(Data extracted from a collection)
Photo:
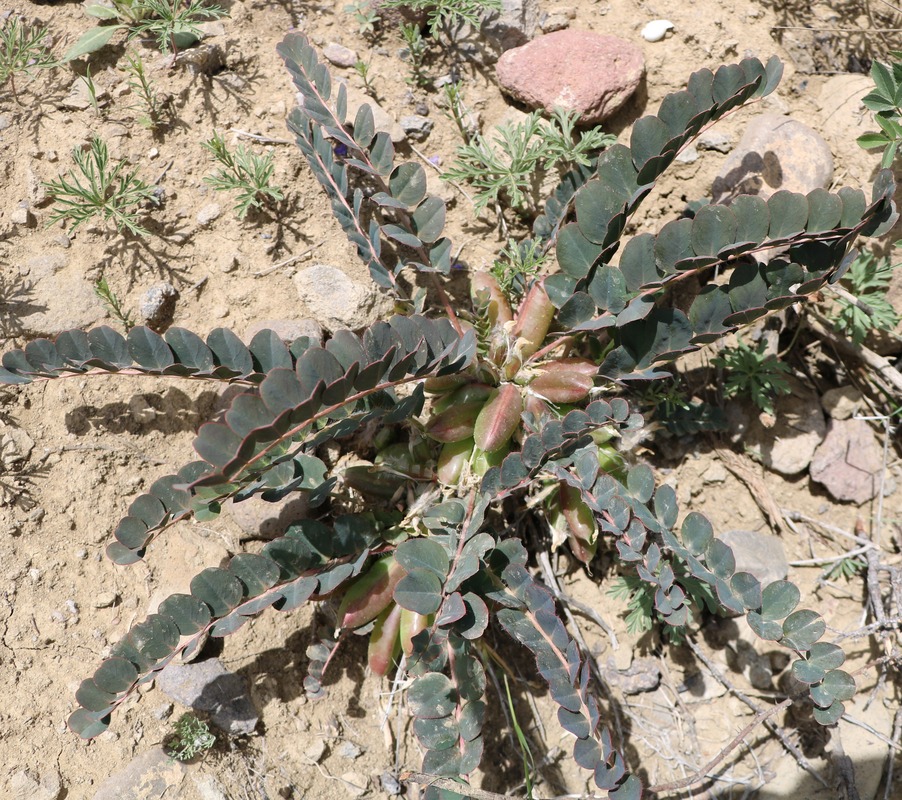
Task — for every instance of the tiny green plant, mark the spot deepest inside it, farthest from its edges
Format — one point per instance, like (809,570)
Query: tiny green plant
(447,15)
(416,54)
(24,49)
(245,172)
(99,187)
(109,298)
(753,373)
(885,100)
(510,167)
(191,738)
(150,106)
(865,307)
(364,15)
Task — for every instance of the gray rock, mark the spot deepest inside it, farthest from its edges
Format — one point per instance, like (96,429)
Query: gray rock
(26,785)
(761,554)
(416,126)
(209,213)
(157,306)
(340,55)
(338,301)
(287,329)
(842,402)
(256,517)
(150,774)
(208,686)
(775,153)
(589,73)
(788,446)
(514,25)
(849,461)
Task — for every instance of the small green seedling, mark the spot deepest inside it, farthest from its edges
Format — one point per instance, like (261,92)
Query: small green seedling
(867,308)
(114,305)
(244,172)
(98,187)
(23,49)
(753,374)
(192,737)
(510,167)
(364,15)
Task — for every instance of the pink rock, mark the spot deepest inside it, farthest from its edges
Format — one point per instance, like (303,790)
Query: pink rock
(580,71)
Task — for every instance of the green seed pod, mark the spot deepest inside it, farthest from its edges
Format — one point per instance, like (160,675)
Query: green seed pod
(371,481)
(411,624)
(370,594)
(499,418)
(534,319)
(485,292)
(468,393)
(384,644)
(455,423)
(560,383)
(452,460)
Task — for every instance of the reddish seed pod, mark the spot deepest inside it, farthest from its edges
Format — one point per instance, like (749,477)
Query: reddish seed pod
(370,594)
(499,418)
(562,384)
(384,644)
(485,291)
(411,624)
(534,319)
(455,423)
(452,460)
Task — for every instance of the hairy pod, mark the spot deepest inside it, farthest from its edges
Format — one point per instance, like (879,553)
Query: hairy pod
(412,624)
(452,460)
(485,292)
(370,594)
(468,393)
(499,418)
(563,383)
(373,481)
(533,320)
(455,423)
(384,644)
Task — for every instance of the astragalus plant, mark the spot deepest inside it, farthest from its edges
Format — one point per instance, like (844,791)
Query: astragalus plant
(459,409)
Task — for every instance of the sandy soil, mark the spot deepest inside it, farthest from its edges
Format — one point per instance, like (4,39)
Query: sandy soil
(75,451)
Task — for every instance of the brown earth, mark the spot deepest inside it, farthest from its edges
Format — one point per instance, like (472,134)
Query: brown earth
(76,451)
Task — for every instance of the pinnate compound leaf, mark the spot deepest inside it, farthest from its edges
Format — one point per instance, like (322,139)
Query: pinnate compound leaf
(432,696)
(419,591)
(779,599)
(801,629)
(115,675)
(188,613)
(218,588)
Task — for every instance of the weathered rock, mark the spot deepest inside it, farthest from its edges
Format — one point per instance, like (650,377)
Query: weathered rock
(788,446)
(849,461)
(26,785)
(256,517)
(842,402)
(337,301)
(339,55)
(208,686)
(580,71)
(416,126)
(208,214)
(761,554)
(150,774)
(775,153)
(287,329)
(157,306)
(514,25)
(382,120)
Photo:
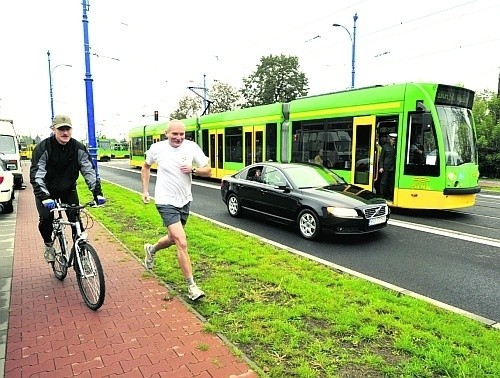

• TASK PROMPT: Locate every line in the records above that contains the string "green", and copy each one out. Case counts.

• SOLVED PROBLEM:
Task — for every instance of the tiny green plant, mark the spot deepest inside it, farthest from its edges
Query: tiny green plant
Task — for every instance of the small green seedling, mark the spot deepest inside it, farthest from its edges
Query: small green seedling
Task — for every instance of the green seed pod, mark the spot deepest inside it, farthest from its edges
Query: green seed pod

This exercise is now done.